##### Data section

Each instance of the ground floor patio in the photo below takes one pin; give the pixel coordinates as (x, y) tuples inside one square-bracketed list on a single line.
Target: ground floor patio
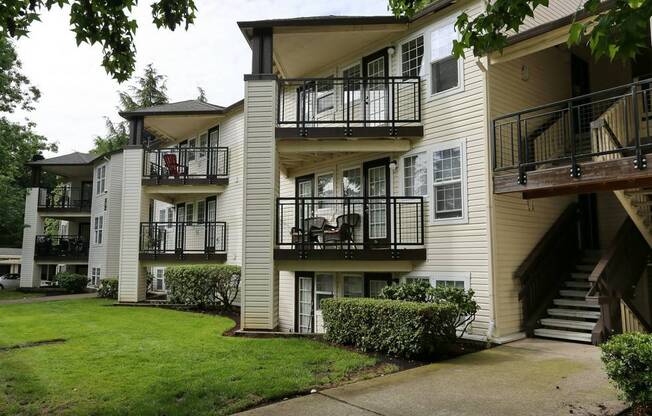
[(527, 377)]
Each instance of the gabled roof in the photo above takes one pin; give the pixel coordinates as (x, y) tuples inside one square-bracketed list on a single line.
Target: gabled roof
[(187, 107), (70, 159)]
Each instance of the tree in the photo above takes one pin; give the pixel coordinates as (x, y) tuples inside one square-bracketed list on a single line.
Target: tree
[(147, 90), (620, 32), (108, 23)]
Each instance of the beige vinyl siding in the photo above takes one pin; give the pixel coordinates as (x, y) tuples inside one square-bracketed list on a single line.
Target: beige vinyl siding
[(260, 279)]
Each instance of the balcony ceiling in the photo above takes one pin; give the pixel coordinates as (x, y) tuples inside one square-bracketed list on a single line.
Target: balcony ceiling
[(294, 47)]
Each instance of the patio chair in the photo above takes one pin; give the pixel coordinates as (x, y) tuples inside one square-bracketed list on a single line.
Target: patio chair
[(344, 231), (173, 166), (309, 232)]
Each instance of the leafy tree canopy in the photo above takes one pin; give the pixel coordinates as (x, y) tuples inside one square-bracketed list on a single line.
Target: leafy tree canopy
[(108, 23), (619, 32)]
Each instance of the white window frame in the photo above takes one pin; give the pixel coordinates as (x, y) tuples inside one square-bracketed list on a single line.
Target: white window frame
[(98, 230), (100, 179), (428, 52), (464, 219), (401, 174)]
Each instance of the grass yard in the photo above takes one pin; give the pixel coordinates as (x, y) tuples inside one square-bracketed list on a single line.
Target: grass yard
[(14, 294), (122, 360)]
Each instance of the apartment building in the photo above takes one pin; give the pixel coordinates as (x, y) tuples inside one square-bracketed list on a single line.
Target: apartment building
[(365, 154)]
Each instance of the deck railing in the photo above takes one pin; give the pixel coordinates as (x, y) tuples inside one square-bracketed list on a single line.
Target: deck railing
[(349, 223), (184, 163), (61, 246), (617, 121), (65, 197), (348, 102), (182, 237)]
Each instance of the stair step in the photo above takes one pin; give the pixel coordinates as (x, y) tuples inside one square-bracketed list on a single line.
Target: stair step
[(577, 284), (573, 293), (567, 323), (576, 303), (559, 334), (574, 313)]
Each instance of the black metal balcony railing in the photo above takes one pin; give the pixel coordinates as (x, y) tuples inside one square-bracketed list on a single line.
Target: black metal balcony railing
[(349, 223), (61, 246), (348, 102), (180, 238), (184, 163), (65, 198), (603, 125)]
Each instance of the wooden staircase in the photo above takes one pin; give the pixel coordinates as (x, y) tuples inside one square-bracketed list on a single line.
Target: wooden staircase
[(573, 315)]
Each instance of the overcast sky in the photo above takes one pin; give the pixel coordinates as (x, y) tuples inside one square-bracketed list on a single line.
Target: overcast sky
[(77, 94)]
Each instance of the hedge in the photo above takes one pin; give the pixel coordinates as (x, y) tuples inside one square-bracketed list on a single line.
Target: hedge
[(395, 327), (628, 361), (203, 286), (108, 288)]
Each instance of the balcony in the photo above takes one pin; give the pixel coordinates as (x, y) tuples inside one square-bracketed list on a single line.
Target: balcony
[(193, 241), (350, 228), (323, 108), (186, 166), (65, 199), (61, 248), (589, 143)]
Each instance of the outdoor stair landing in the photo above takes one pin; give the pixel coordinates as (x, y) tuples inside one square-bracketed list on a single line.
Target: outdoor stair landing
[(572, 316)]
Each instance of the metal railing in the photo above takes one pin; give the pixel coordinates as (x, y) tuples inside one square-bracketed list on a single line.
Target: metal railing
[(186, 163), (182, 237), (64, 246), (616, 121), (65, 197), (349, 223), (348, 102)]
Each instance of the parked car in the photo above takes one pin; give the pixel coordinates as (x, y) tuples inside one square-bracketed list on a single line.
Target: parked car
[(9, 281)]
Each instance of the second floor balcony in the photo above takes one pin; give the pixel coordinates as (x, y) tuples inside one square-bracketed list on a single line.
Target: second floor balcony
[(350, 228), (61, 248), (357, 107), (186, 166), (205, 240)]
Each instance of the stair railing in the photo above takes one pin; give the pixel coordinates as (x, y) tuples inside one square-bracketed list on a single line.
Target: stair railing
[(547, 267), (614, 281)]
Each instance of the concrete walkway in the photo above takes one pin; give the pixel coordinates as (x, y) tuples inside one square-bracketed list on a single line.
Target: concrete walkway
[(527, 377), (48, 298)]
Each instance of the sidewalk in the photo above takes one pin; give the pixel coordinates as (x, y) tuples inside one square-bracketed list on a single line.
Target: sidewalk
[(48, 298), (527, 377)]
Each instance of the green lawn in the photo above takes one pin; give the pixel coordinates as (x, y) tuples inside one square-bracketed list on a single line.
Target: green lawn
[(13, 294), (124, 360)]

##########
##### Data section

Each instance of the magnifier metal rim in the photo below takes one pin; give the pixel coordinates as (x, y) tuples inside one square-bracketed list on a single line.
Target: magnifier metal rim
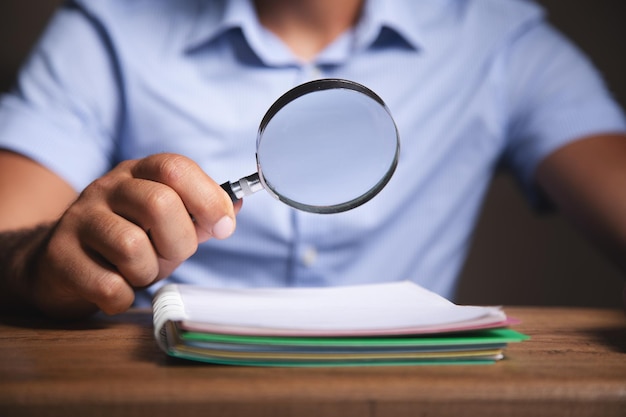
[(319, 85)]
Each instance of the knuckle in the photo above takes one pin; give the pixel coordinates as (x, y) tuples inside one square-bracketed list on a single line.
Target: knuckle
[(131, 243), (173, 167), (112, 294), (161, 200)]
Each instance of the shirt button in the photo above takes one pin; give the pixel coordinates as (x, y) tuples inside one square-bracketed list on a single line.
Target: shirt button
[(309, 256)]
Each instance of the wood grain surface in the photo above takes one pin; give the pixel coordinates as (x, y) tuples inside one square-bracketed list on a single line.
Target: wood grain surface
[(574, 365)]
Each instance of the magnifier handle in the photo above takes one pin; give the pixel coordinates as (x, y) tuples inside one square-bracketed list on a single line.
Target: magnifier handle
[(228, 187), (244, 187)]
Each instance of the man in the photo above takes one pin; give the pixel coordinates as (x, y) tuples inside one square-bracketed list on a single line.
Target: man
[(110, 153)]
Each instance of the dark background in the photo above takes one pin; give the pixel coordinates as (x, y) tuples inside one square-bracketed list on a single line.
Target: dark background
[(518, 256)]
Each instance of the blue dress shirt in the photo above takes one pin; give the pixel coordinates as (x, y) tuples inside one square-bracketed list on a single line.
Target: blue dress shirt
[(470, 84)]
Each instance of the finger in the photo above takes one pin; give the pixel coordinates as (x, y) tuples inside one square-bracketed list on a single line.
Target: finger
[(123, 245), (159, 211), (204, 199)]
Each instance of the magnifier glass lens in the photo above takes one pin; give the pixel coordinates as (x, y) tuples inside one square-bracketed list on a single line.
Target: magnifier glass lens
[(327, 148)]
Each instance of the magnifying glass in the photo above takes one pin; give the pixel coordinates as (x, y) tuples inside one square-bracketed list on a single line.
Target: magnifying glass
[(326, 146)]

##########
##### Data section

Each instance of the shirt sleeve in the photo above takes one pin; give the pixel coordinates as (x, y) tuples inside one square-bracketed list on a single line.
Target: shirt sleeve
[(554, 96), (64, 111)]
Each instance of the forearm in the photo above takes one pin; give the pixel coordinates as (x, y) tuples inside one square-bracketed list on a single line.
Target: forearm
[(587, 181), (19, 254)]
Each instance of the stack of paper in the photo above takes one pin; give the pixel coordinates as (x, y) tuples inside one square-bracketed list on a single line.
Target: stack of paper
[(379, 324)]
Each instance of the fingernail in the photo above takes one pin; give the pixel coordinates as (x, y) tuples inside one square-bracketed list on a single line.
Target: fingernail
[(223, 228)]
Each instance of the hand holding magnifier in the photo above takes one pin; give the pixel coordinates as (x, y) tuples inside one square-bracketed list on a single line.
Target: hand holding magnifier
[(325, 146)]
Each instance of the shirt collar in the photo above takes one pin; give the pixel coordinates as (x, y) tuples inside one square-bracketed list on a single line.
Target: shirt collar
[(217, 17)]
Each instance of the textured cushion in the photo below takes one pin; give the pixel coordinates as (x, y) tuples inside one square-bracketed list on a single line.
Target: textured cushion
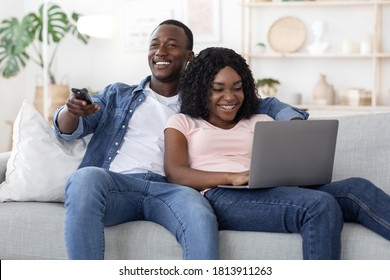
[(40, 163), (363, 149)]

##########

**Directions for this task:** From the data, pull out everything from the line containing "Each instance of the black" down to the line containing "198), (603, 125)]", both lines included, and repeat it word for word.

**Worked solution:**
Each instance of the black metal balcony railing in the photo above takes one pin; give the pixel coordinates as (x, y) tuples inside one square-bracketed list on a single line.
Target: black metal balcony railing
[(349, 223), (61, 246), (348, 102), (180, 238), (184, 163), (65, 198), (603, 125)]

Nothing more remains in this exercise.